→ Provided records
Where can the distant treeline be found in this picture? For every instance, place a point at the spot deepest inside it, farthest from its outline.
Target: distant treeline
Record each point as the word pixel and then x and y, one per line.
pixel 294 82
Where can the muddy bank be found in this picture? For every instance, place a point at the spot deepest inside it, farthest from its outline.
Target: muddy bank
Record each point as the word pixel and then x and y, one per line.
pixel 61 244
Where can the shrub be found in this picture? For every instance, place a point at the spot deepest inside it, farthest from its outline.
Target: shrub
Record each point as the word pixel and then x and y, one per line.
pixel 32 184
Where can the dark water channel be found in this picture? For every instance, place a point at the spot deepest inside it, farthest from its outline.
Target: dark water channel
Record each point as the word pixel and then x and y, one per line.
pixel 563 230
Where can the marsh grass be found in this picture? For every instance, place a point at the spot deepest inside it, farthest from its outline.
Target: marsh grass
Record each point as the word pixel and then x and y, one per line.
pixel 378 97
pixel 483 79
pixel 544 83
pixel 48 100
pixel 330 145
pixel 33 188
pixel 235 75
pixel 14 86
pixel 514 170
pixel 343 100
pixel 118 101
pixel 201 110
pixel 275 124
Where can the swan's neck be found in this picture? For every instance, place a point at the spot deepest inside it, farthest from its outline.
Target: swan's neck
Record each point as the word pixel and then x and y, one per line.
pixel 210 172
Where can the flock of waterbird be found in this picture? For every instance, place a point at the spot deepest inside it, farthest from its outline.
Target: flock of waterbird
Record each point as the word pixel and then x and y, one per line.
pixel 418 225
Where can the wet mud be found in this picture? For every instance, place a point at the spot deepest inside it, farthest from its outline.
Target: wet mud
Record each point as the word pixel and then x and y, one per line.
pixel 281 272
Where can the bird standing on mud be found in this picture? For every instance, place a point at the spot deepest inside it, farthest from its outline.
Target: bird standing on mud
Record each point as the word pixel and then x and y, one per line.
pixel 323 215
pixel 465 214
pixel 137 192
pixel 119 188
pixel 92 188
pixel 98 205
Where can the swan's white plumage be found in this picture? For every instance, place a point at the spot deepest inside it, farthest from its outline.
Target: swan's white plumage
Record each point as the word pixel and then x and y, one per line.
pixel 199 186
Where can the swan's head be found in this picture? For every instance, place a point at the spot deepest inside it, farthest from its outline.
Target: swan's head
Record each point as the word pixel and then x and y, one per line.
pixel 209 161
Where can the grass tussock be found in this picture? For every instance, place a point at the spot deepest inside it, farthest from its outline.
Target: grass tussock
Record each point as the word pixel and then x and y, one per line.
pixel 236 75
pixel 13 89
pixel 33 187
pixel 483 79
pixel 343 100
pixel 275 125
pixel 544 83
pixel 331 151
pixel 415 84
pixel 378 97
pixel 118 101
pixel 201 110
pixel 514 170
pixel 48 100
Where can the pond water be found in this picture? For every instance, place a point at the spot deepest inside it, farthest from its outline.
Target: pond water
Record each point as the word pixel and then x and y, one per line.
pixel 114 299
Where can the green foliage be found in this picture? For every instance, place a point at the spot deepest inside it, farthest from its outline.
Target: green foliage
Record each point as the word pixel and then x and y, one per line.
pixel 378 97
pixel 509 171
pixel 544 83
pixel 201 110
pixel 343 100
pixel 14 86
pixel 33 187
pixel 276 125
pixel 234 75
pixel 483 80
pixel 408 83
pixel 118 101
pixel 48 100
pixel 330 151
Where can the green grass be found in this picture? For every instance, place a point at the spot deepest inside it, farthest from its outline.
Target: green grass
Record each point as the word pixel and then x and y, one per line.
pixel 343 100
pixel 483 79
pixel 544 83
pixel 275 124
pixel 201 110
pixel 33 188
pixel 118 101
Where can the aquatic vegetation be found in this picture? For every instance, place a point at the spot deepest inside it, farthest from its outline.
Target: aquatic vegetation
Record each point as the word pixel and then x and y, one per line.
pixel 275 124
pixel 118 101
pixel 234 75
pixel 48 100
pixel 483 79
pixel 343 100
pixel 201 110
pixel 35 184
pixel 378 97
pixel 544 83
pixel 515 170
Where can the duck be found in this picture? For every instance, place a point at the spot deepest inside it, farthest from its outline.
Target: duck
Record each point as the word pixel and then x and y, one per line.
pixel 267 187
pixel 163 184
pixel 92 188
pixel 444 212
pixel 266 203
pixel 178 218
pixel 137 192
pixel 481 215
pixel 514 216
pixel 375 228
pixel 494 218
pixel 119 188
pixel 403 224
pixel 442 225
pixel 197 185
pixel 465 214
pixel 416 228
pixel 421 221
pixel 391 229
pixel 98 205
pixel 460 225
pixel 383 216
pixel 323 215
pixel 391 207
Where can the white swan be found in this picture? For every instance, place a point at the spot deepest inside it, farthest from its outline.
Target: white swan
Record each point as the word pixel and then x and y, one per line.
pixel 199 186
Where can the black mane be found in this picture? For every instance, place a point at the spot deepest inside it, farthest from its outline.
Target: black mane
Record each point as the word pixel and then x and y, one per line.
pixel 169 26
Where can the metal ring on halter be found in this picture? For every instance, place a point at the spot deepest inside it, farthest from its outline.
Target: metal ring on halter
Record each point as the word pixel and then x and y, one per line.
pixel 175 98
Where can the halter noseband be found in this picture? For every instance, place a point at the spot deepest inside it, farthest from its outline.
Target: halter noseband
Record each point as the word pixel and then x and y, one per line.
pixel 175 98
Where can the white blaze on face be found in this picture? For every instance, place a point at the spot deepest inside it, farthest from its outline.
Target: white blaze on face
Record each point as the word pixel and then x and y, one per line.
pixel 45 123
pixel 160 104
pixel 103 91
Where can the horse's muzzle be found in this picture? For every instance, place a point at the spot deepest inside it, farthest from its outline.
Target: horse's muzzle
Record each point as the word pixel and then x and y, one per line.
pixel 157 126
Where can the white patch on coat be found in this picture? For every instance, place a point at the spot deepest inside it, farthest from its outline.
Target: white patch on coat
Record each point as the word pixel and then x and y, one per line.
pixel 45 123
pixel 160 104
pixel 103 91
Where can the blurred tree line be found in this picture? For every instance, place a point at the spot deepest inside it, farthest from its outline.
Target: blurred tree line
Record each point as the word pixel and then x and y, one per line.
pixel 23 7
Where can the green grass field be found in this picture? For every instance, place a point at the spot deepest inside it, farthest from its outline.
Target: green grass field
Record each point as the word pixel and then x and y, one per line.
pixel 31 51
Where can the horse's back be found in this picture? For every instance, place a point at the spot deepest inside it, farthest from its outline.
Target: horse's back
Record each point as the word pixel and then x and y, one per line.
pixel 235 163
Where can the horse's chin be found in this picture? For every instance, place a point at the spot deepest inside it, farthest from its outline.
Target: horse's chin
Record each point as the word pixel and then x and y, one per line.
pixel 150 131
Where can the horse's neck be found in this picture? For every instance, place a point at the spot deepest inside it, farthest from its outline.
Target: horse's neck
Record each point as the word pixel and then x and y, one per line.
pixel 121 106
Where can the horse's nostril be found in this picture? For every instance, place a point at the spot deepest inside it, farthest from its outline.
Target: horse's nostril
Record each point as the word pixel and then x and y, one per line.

→ Written exercise
Render every line of the material above as a Markdown table with the columns Row and Line, numbering the rows in order and omitting blank lines.

→ Exercise result
| Row | Line |
|---|---|
| 1 | Where can the distant treeline be found in this picture? For every instance, place a point at the spot deepest inside it, farthest from its outline. |
| 2 | Target: distant treeline |
| 3 | Record each point as the word pixel and then x and y, one per line. |
| 4 | pixel 294 82 |
| 5 | Where can the muddy bank be found in this picture? For every instance, place a point at the spot deepest inside it, farthest from its outline. |
| 6 | Target: muddy bank |
| 7 | Record each point as the word pixel and then x and y, one per line. |
| 8 | pixel 61 244 |
| 9 | Where can the shrub be found in this picture? For every instance, place a point at the spot deepest inside it, farthest from its outline. |
| 10 | Target: shrub |
| 11 | Record each point as the word pixel and then x and y, one per line. |
| 12 | pixel 32 184 |
| 13 | Where can the dark water channel be found in this picture? For every instance, place a point at the spot deepest inside it, farthest from its outline. |
| 14 | Target: dark water channel |
| 15 | Record each point as the word pixel and then x and y, one per line. |
| 16 | pixel 563 230 |
| 17 | Where can the marsh grass be found in this picture? For every instance, place a point at the spot deepest inside it, farthest from its outline. |
| 18 | Target: marsh grass |
| 19 | Record each point as the word pixel and then x and y, one per line. |
| 20 | pixel 378 97 |
| 21 | pixel 483 79 |
| 22 | pixel 544 83 |
| 23 | pixel 48 100 |
| 24 | pixel 330 145 |
| 25 | pixel 33 188 |
| 26 | pixel 235 75 |
| 27 | pixel 14 86 |
| 28 | pixel 514 170 |
| 29 | pixel 343 100 |
| 30 | pixel 118 101 |
| 31 | pixel 201 110 |
| 32 | pixel 275 124 |
| 33 | Where can the swan's neck be found in this picture? For every instance, place a point at the spot deepest inside it, farthest from its outline. |
| 34 | Target: swan's neck |
| 35 | Record each point as the word pixel and then x and y, one per line. |
| 36 | pixel 210 172 |
| 37 | Where can the flock of waterbird be found in this picture? For every instance, place a point at the spot deepest inside it, farthest from its outline. |
| 38 | Target: flock of waterbird |
| 39 | Record each point as the word pixel and then x and y, one per line. |
| 40 | pixel 418 225 |
| 41 | Where can the wet mud be found in this picture? For every instance, place a point at the spot deepest inside it, farthest from its outline. |
| 42 | Target: wet mud |
| 43 | Record each point as the word pixel and then x and y, one per line. |
| 44 | pixel 281 272 |
| 45 | Where can the bird standing on mud be found in this picture? For every instance, place a point at the spot deepest inside it, farthest from its outline. |
| 46 | Target: bird standing on mud |
| 47 | Record each point as the word pixel and then x and y, one per line. |
| 48 | pixel 323 215 |
| 49 | pixel 465 214 |
| 50 | pixel 137 192 |
| 51 | pixel 119 188 |
| 52 | pixel 92 188 |
| 53 | pixel 98 205 |
| 54 | Where can the swan's white plumage be found in this picture? For every instance, place a point at the spot deepest inside it, farthest from its outline. |
| 55 | Target: swan's white plumage |
| 56 | Record each point as the word pixel and then x and y, one per line. |
| 57 | pixel 199 186 |
| 58 | Where can the swan's head be found in this picture? For every instance, place a point at the spot deepest inside it, farthest from its outline. |
| 59 | Target: swan's head |
| 60 | Record each point as the word pixel and then x and y, one per line. |
| 61 | pixel 209 161 |
| 62 | Where can the grass tussock be found in this picture? For every instance, place a point at the spot deepest inside it, farthest from its outline. |
| 63 | Target: grass tussock |
| 64 | Record each point as the word pixel and then x and y, one per line. |
| 65 | pixel 236 75 |
| 66 | pixel 13 89 |
| 67 | pixel 33 187 |
| 68 | pixel 483 79 |
| 69 | pixel 343 100 |
| 70 | pixel 275 125 |
| 71 | pixel 544 83 |
| 72 | pixel 331 151 |
| 73 | pixel 415 84 |
| 74 | pixel 378 97 |
| 75 | pixel 118 101 |
| 76 | pixel 201 110 |
| 77 | pixel 514 170 |
| 78 | pixel 48 100 |
| 79 | Where can the pond water be found in this picture? For every instance, place a point at the spot deepest inside it, farthest from its outline. |
| 80 | Target: pond water |
| 81 | Record each point as the word pixel and then x and y, one per line. |
| 82 | pixel 114 299 |
| 83 | Where can the green foliage be found in this picture? For every instance, place a point at the spot deepest inside it, farthest from its outline. |
| 84 | Target: green foliage |
| 85 | Record each point as the word pixel and then x and y, one per line. |
| 86 | pixel 378 97 |
| 87 | pixel 509 171 |
| 88 | pixel 544 83 |
| 89 | pixel 201 110 |
| 90 | pixel 343 100 |
| 91 | pixel 14 86 |
| 92 | pixel 33 187 |
| 93 | pixel 276 125 |
| 94 | pixel 234 75 |
| 95 | pixel 483 80 |
| 96 | pixel 408 83 |
| 97 | pixel 118 101 |
| 98 | pixel 48 100 |
| 99 | pixel 330 151 |
| 100 | Where can the green grass be found in this picture? For every instance, place a point at the spot deepest inside it, farthest from its outline. |
| 101 | Target: green grass |
| 102 | Record each point as the word pixel and then x and y, one per line. |
| 103 | pixel 343 100 |
| 104 | pixel 483 79 |
| 105 | pixel 544 83 |
| 106 | pixel 275 124 |
| 107 | pixel 201 110 |
| 108 | pixel 33 188 |
| 109 | pixel 118 101 |
| 110 | Where can the aquatic vegetation be found in this picture? For every instance, place a point at the spot deepest inside it, farthest from its outline. |
| 111 | Target: aquatic vegetation |
| 112 | Record each point as the word pixel and then x and y, one per line. |
| 113 | pixel 275 124 |
| 114 | pixel 118 101 |
| 115 | pixel 234 75 |
| 116 | pixel 48 100 |
| 117 | pixel 483 79 |
| 118 | pixel 343 100 |
| 119 | pixel 201 110 |
| 120 | pixel 35 184 |
| 121 | pixel 378 97 |
| 122 | pixel 544 83 |
| 123 | pixel 515 170 |
| 124 | Where can the duck be found in this picture? For every instance, place a point at the spot deepest inside it, farthest from its outline. |
| 125 | Target: duck |
| 126 | Record each point as the word pixel and then x and y, one per line. |
| 127 | pixel 267 187 |
| 128 | pixel 163 184 |
| 129 | pixel 92 188 |
| 130 | pixel 444 212 |
| 131 | pixel 266 203 |
| 132 | pixel 178 218 |
| 133 | pixel 137 192 |
| 134 | pixel 481 215 |
| 135 | pixel 514 216 |
| 136 | pixel 375 228 |
| 137 | pixel 494 218 |
| 138 | pixel 119 188 |
| 139 | pixel 403 224 |
| 140 | pixel 442 225 |
| 141 | pixel 197 185 |
| 142 | pixel 465 214 |
| 143 | pixel 416 228 |
| 144 | pixel 421 221 |
| 145 | pixel 391 229 |
| 146 | pixel 98 205 |
| 147 | pixel 460 225 |
| 148 | pixel 383 216 |
| 149 | pixel 323 215 |
| 150 | pixel 391 207 |
| 151 | Where can the white swan be found in this picture? For every instance, place a point at the spot deepest inside it, farthest from its outline. |
| 152 | Target: white swan |
| 153 | Record each point as the word pixel and then x and y, one per line. |
| 154 | pixel 199 186 |
| 155 | Where can the black mane be found in this picture? For every instance, place a point at the spot deepest inside it, farthest from its outline. |
| 156 | Target: black mane |
| 157 | Record each point as the word pixel and then x and y, one per line. |
| 158 | pixel 169 26 |
| 159 | Where can the metal ring on halter be found in this picture? For every instance, place a point at the spot deepest inside it, farthest from its outline. |
| 160 | Target: metal ring on halter |
| 161 | Record each point as the word pixel and then x and y, one per line. |
| 162 | pixel 175 98 |
| 163 | Where can the halter noseband be found in this picture? For every instance, place a point at the spot deepest inside it, farthest from its outline. |
| 164 | Target: halter noseband |
| 165 | Record each point as the word pixel and then x and y, one per line. |
| 166 | pixel 175 98 |
| 167 | Where can the white blaze on face be found in this picture? For every instance, place a point at the spot deepest inside it, farthest from its outline. |
| 168 | Target: white blaze on face |
| 169 | Record each point as the word pixel and then x and y, one per line. |
| 170 | pixel 45 123 |
| 171 | pixel 160 104 |
| 172 | pixel 103 91 |
| 173 | Where can the horse's muzzle be found in this picture? For every instance, place a point at the spot deepest inside it, farthest from its outline. |
| 174 | Target: horse's muzzle |
| 175 | Record each point as the word pixel and then x and y, one per line. |
| 176 | pixel 157 126 |
| 177 | Where can the white patch on coat be found in this picture? For every instance, place a point at the spot deepest inside it, farthest from its outline. |
| 178 | Target: white patch on coat |
| 179 | Record each point as the word pixel and then x and y, one per line. |
| 180 | pixel 45 123 |
| 181 | pixel 160 104 |
| 182 | pixel 103 91 |
| 183 | Where can the blurred tree line be found in this picture? For every instance, place a point at the spot deepest inside it, farthest from its outline. |
| 184 | Target: blurred tree line |
| 185 | Record each point as the word pixel and then x and y, one per line. |
| 186 | pixel 23 7 |
| 187 | Where can the green grass field be found in this picture? For every instance, place a point at the spot deepest inside it, farthest from its outline. |
| 188 | Target: green grass field |
| 189 | Record each point as the word pixel and then x and y, one per line. |
| 190 | pixel 31 51 |
| 191 | Where can the horse's back be found in this picture? For every instance, place a point at the spot deepest inside it, farthest from its outline. |
| 192 | Target: horse's back |
| 193 | Record each point as the word pixel and then x and y, one per line. |
| 194 | pixel 235 163 |
| 195 | Where can the horse's chin be found in this picture? For every instance, place a point at the spot deepest inside it, farthest from its outline. |
| 196 | Target: horse's chin |
| 197 | Record each point as the word pixel and then x and y, one per line. |
| 198 | pixel 150 131 |
| 199 | Where can the horse's neck be found in this picture? For every instance, place a point at the spot deepest inside it, farthest from its outline. |
| 200 | Target: horse's neck |
| 201 | Record each point as the word pixel and then x and y, one per line. |
| 202 | pixel 121 106 |
| 203 | Where can the horse's nostril be found in this picture? For every instance, place a point at the spot deepest inside it, farthest from its outline. |
| 204 | Target: horse's nostril |
| 205 | Record each point as the word pixel and then x and y, one per line. |